Stored items:

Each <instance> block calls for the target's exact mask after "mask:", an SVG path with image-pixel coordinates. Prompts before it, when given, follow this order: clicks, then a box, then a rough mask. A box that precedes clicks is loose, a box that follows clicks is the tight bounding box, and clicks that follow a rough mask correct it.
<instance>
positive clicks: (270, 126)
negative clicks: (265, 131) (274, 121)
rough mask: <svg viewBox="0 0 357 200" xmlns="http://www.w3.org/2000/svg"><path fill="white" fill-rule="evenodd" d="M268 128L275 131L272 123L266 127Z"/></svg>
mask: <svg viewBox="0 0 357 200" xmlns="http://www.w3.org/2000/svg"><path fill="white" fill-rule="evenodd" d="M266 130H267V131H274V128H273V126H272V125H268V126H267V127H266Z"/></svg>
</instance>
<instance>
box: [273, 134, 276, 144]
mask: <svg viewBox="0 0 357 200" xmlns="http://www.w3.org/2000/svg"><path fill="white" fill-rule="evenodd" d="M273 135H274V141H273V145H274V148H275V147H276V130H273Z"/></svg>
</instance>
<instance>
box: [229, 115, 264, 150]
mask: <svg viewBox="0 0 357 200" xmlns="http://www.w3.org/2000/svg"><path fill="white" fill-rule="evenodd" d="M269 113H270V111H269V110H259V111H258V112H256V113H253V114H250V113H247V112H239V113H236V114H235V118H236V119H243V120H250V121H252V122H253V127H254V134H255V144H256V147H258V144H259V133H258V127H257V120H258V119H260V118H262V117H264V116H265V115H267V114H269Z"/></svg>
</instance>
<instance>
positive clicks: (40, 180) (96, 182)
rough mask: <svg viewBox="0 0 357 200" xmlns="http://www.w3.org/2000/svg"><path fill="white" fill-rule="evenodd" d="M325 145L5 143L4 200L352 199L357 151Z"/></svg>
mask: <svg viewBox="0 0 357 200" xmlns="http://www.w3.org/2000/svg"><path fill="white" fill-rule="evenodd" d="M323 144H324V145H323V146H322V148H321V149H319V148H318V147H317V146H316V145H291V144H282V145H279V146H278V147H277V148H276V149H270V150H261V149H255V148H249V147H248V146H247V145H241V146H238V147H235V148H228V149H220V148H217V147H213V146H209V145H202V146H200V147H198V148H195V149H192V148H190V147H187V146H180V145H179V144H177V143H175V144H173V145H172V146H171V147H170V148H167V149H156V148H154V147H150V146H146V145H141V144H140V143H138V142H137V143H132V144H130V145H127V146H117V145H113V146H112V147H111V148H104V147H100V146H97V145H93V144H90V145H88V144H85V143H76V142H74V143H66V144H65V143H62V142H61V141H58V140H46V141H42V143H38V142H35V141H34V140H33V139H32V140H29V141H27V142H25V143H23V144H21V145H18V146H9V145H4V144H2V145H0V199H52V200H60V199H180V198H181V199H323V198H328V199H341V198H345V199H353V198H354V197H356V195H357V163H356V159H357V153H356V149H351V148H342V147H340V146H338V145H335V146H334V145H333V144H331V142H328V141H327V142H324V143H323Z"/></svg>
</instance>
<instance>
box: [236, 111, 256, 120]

HOW TO COMPLETE THIS TASK:
Scan the entries for lines with the string "positive". Report only how many there are.

RESPONSE BELOW:
2